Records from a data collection
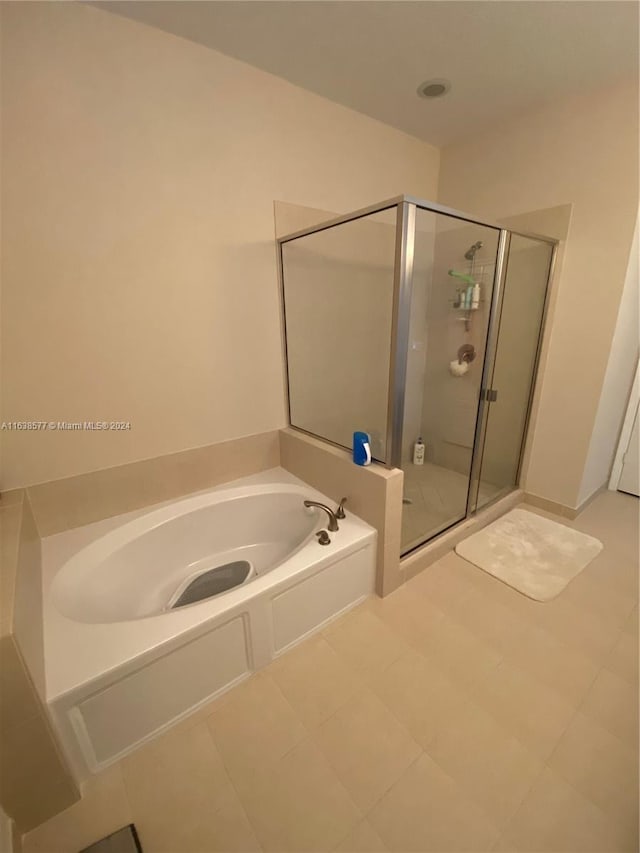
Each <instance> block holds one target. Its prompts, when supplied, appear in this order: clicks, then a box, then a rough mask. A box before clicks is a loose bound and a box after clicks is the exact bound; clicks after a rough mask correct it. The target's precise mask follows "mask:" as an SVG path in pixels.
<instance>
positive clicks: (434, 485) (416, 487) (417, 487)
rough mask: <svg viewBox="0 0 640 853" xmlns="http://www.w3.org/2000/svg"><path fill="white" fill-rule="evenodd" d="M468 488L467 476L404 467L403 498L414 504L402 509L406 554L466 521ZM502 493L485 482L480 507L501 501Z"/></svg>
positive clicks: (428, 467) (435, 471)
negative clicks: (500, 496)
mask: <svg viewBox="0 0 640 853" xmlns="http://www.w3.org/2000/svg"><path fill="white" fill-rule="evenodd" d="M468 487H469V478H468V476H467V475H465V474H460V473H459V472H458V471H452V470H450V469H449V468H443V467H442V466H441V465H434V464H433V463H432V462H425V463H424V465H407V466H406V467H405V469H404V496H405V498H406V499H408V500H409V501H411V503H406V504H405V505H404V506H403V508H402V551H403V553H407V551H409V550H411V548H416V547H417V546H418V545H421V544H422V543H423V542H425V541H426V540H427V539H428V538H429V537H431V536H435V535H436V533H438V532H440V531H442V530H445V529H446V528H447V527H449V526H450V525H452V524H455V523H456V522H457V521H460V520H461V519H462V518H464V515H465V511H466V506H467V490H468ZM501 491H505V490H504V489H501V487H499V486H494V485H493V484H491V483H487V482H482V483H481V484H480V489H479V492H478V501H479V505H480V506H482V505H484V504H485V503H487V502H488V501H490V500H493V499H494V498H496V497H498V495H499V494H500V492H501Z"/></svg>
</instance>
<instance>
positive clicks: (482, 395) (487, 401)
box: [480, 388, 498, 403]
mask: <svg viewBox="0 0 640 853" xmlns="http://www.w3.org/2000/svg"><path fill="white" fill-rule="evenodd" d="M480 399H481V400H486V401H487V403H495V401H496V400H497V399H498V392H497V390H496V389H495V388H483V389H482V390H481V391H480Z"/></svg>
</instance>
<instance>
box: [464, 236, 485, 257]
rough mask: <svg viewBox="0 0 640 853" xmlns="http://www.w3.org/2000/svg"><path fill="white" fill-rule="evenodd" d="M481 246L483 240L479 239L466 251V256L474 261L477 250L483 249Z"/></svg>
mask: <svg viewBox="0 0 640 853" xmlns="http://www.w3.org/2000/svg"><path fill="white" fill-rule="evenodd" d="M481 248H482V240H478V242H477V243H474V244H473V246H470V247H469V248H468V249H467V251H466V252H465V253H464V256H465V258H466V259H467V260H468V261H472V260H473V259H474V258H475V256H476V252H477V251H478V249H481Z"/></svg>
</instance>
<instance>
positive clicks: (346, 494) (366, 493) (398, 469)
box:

---

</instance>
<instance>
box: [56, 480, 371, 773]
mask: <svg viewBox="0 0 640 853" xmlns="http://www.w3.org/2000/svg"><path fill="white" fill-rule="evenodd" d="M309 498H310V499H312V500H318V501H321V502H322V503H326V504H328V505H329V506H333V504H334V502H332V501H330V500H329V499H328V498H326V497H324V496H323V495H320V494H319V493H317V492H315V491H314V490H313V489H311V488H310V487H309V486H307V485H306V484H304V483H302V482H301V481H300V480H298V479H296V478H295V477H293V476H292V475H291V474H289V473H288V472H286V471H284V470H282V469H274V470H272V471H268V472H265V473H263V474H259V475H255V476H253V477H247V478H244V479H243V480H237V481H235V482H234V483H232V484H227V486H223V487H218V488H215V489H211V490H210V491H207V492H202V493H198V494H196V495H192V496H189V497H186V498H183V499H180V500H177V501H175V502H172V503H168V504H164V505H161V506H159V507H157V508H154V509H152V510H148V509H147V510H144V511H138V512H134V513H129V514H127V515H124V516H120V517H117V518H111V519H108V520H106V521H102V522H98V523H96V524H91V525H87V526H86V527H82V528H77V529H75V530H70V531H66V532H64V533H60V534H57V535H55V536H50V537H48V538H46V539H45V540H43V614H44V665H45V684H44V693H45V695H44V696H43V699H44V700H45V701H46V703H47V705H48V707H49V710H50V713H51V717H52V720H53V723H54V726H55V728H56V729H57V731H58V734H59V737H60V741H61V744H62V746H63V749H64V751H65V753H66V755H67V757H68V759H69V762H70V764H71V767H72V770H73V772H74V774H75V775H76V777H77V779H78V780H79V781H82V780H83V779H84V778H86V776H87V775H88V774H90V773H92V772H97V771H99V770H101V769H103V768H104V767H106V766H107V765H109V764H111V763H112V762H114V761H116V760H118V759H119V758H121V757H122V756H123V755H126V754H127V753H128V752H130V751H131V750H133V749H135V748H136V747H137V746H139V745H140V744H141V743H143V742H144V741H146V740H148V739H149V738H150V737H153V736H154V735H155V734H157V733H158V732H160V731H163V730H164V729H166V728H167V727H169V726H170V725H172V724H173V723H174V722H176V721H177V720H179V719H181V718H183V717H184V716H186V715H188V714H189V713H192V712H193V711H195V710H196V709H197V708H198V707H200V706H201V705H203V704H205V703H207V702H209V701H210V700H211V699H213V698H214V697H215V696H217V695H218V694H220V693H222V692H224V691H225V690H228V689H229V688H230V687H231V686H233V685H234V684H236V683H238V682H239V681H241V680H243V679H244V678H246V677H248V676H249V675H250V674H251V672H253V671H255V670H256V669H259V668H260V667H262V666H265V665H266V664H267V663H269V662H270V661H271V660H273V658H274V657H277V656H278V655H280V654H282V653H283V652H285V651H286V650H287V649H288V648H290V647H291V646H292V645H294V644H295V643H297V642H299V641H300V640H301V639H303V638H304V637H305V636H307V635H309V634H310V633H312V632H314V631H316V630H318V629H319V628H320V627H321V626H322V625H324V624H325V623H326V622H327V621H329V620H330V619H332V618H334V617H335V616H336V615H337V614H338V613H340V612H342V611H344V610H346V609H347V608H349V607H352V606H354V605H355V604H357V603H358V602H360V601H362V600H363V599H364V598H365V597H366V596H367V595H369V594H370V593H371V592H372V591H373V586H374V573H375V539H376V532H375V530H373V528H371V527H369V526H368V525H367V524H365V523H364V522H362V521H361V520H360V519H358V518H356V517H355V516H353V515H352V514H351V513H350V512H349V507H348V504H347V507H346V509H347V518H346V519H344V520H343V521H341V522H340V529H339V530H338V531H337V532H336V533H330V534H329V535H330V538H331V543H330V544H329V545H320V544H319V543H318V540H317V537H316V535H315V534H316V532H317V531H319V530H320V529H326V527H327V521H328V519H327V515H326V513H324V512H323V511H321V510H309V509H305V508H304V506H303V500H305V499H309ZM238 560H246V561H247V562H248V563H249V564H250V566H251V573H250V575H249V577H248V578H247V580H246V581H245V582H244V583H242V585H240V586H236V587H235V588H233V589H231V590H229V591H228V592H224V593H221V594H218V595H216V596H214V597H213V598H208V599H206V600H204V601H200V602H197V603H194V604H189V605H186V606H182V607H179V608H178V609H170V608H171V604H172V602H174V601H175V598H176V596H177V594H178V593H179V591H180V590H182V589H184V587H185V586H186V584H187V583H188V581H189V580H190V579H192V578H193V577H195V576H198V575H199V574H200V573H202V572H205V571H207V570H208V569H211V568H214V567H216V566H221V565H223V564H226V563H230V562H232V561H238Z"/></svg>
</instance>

* * *

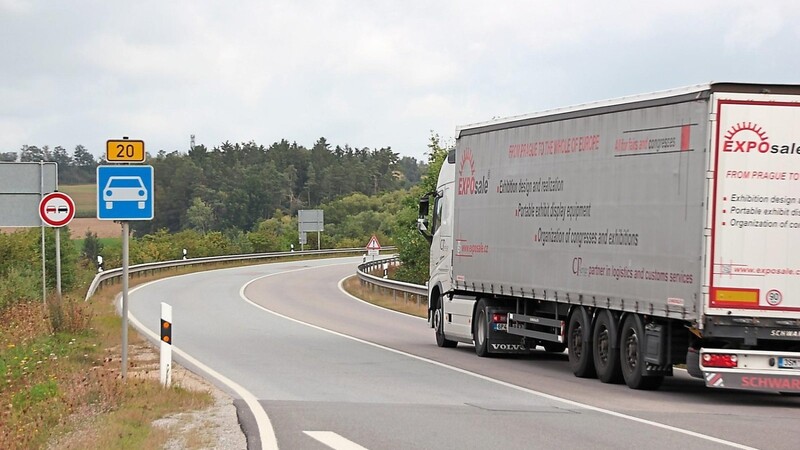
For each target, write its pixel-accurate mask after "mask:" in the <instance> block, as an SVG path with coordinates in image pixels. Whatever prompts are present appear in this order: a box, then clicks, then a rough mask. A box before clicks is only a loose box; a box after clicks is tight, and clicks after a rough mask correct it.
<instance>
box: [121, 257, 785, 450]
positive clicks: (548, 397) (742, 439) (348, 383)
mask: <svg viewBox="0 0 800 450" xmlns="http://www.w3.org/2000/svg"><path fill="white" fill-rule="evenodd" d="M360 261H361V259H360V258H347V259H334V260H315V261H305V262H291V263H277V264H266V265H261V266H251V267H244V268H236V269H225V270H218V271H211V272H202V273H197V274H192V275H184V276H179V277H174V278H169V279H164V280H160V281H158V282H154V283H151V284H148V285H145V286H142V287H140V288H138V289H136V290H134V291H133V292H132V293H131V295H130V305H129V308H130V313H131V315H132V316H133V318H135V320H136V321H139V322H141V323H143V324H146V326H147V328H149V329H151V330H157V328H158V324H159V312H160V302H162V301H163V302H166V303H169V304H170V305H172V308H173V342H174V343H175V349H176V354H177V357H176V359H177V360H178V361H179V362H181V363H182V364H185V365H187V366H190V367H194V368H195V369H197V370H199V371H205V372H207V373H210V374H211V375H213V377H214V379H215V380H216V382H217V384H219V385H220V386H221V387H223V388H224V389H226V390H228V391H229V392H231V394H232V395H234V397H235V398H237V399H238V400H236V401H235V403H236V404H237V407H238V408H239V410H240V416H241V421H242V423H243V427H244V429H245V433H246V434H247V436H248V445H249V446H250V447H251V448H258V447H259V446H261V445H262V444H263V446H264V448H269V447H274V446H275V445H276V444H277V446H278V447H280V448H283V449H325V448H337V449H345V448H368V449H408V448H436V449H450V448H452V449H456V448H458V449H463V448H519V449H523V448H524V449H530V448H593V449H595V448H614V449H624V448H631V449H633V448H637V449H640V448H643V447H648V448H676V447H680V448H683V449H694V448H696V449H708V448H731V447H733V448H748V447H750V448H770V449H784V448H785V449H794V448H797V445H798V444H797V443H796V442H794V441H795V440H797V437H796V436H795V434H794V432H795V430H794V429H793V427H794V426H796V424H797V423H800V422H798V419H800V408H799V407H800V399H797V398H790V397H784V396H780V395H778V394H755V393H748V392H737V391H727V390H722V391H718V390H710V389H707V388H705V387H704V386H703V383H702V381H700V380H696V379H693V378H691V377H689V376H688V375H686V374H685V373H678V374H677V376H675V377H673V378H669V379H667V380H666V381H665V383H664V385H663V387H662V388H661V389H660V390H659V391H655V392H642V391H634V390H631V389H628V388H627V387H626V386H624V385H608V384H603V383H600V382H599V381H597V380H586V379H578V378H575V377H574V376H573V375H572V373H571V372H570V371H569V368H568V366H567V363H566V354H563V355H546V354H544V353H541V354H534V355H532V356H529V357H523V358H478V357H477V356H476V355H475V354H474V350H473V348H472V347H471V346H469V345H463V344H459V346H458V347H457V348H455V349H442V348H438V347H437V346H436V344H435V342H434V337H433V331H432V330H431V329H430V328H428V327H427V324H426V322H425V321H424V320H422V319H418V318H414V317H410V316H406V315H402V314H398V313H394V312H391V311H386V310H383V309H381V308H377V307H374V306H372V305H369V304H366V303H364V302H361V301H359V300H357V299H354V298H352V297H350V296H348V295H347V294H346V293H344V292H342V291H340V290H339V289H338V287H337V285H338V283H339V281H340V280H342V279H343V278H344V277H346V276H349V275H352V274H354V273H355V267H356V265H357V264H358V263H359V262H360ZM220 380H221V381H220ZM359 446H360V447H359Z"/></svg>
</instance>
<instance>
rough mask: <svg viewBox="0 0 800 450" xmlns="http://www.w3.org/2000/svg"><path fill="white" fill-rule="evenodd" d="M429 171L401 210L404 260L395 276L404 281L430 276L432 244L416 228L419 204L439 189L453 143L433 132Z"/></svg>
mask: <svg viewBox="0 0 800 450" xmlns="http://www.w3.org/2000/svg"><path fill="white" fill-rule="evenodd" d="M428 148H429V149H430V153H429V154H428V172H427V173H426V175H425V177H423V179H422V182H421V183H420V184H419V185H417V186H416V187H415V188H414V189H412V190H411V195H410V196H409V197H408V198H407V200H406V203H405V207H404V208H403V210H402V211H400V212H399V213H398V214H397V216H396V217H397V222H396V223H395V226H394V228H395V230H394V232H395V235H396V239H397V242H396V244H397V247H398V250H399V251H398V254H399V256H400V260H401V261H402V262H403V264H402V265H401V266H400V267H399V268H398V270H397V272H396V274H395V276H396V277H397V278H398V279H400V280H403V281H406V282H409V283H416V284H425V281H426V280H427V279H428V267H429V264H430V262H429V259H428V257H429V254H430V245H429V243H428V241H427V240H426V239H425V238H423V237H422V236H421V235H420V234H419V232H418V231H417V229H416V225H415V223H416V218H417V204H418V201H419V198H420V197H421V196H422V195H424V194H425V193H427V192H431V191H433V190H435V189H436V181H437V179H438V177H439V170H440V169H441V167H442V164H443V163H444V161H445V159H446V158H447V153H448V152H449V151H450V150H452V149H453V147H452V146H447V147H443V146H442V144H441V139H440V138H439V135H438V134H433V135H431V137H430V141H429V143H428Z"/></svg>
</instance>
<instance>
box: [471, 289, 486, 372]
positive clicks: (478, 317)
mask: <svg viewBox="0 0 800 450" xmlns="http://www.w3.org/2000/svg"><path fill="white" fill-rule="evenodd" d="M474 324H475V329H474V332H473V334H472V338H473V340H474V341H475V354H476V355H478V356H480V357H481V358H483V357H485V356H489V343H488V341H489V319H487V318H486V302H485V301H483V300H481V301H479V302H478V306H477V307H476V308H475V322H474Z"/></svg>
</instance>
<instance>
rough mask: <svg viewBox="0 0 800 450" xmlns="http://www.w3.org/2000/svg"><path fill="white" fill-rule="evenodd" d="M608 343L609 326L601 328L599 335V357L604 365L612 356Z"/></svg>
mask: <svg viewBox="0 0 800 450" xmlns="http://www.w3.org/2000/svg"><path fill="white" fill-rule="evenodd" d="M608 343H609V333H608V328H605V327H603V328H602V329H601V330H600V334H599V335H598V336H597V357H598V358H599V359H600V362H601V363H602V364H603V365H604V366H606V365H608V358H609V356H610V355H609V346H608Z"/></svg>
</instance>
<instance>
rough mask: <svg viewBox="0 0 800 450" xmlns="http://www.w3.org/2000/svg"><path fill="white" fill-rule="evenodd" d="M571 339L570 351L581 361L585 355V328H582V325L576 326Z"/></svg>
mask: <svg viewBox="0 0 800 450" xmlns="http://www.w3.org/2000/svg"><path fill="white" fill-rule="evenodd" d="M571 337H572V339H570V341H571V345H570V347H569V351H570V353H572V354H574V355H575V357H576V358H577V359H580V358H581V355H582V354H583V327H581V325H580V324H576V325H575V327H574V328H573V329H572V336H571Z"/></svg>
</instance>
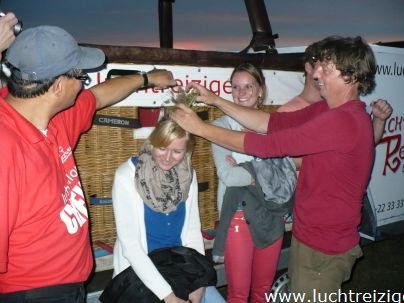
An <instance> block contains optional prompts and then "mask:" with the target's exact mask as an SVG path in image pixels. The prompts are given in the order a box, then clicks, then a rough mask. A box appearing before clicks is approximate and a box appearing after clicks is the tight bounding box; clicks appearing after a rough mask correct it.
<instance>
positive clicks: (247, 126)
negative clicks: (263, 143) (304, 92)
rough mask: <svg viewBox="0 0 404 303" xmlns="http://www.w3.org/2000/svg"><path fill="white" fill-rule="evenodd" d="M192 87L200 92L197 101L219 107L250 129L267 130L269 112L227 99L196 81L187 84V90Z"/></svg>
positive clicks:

### WHAT IS REQUIRED
The answer must be a single number: how many lines in the data above contain the string "after".

### EXPECTED ANSWER
3